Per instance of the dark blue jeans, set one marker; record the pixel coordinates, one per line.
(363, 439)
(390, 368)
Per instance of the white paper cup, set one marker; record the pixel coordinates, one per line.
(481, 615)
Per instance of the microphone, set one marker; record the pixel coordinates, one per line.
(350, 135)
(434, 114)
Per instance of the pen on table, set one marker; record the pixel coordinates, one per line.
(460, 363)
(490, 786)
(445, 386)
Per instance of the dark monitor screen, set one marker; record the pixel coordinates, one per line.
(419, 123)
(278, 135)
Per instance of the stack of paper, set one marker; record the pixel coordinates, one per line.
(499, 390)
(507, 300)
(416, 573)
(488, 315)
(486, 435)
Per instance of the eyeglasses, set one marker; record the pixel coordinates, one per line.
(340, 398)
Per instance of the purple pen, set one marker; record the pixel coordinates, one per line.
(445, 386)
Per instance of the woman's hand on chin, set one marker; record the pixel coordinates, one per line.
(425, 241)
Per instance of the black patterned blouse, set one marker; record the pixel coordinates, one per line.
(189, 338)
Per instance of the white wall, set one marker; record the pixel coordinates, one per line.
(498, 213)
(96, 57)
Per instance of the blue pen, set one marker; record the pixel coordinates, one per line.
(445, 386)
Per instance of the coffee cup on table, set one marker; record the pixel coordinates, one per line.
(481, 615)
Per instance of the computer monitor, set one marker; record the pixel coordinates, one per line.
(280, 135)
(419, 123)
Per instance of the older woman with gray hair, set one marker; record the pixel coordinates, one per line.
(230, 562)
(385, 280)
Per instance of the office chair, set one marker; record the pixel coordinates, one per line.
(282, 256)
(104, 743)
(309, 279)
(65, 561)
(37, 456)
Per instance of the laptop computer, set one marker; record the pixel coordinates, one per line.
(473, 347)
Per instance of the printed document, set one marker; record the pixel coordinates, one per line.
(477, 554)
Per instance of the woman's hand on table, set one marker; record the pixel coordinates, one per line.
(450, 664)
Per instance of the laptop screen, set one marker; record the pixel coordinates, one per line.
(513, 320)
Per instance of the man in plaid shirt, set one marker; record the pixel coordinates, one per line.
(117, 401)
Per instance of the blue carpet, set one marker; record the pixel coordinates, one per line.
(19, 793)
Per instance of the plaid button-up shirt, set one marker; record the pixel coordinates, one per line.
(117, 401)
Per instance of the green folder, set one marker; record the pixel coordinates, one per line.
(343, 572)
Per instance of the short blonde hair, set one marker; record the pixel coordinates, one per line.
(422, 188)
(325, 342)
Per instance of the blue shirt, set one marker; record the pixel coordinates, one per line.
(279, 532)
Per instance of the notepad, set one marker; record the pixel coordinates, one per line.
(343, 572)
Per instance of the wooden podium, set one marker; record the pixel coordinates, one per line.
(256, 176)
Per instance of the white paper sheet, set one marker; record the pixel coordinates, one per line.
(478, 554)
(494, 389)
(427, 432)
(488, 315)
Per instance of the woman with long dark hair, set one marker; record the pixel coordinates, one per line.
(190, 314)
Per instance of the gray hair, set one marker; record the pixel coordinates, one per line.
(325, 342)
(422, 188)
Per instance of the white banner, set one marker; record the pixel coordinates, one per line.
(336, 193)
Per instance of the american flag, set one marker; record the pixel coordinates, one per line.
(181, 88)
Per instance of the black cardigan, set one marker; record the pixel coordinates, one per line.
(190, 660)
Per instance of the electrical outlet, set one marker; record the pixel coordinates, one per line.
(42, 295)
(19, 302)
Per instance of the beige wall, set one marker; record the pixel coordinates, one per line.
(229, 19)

* _Instructions to follow_
Every record shown above must be echoed exactly.

* _Problem solution_
Per instance of the dark blue jeans, set one marker; record the pixel coordinates, one per line.
(363, 439)
(390, 368)
Per instance of the white paper cup, set one marker; record the pixel coordinates, one per line.
(481, 615)
Per instance of the microphone, set one marker; record the pixel coordinates, one per line.
(350, 135)
(434, 114)
Per instance of the pen on table, set one marker; record the pixel coordinates, one per line.
(460, 363)
(490, 786)
(445, 386)
Per instance of the dark monitor screen, set one marker; record the pixel coordinates, one per line.
(419, 123)
(278, 135)
Per instance of the stack of paper, set one marker; record the pixel coordinates, one per line.
(499, 390)
(507, 300)
(416, 573)
(488, 315)
(486, 435)
Per instance of the eyeglasses, set one marker; record the pixel coordinates, one per line.
(340, 398)
Per instance of the purple pen, set one marker; record the pixel coordinates, one per line.
(445, 386)
Per instance of the woman's hand on chin, set one marker; record the pixel coordinates, one per line.
(425, 241)
Per instance of the black patterned blouse, set one marker; record the pixel coordinates, one per line.
(189, 338)
Per instance of the white wall, set one marker; record the pixel coordinates, one per line.
(498, 213)
(96, 57)
Per instance of the blue pen, set one marker; record the pixel coordinates, one per line.
(445, 386)
Per instance of the coffee cup on table, set one marker; record the pixel coordinates, one per line.
(481, 615)
Per instance of the computer monitor, set one marker; record the pixel coordinates, one per line.
(280, 135)
(419, 123)
Per instance of the older woman with gray hair, set one marker; record the pixel coordinates, one per line.
(230, 562)
(385, 280)
Per instance of the office chair, set one marker; record the pixel coordinates, one per line.
(282, 256)
(104, 743)
(309, 279)
(65, 561)
(37, 456)
Per instance of the laptop computer, set one marker; record the pixel coordinates, one per line.
(473, 347)
Per instance of the printed document, set one marker; record the pixel coordinates, one per line.
(477, 554)
Per instance of the woman's hand on table, set one marker; record the pixel coordinates, one per line.
(450, 664)
Per instance of the laptop screen, set one marker; record the pixel coordinates, one per line.
(513, 320)
Per instance of the man in plaid shirt, set one marker; record the pixel coordinates, one per line.
(117, 401)
Per instance of the blue carpet, set one marker; record the pixel coordinates, one per line.
(19, 793)
Per instance of the plaid button-up shirt, set one marker; record the pixel coordinates, one per line.
(117, 401)
Per instance of the green folder, set one marker; record the pixel coordinates, one per line.
(343, 572)
Per instance of the short blonde hair, set one marker; record the pixel coordinates, one per line.
(422, 188)
(325, 342)
Per instance of the blue shirt, set one marker; record the pixel coordinates, one per line.
(279, 532)
Per instance of the notepad, set one marker; record the pixel coordinates, one per line.
(343, 572)
Per instance of the wooden podium, set one marker; record the pixel coordinates, one per line.
(256, 176)
Per instance of the white paper sheet, set one marker; record the pixel coordinates, one per line.
(478, 554)
(494, 389)
(427, 432)
(488, 315)
Per instance of the woman with long dark hair, set one marker; record the pixel coordinates, one per line.
(190, 314)
Per instance of the gray hair, set one marker; record the pixel coordinates, one per line.
(325, 342)
(422, 188)
Per instance of the white banner, set one marker; record the pixel coordinates, one per line.
(336, 193)
Per instance of the american flag, set one marker; record the pixel coordinates, one per line.
(181, 88)
Per instance of the black cardigan, set one marker; record the pixel coordinates, one per line.
(190, 660)
Per instance of the electrical outlet, set one marker; record the pixel coordinates, one per line.
(42, 295)
(19, 302)
Per instance of the beige wall, set one marker; record the pixel coordinates, one per line.
(229, 19)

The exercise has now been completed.